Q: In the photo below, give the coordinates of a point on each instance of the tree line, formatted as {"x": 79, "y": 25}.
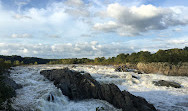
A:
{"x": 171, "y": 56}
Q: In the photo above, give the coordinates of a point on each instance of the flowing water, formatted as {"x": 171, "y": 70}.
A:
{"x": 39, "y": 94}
************
> **Requirement**
Copy the records word for word, starting at the line that contains "Q: In the photo above, give" and ending at the last line of the records.

> **Result of this exercise**
Q: In the photo above, give the coordinates of a point on each instance of the flowing water, formatted as {"x": 171, "y": 70}.
A:
{"x": 39, "y": 94}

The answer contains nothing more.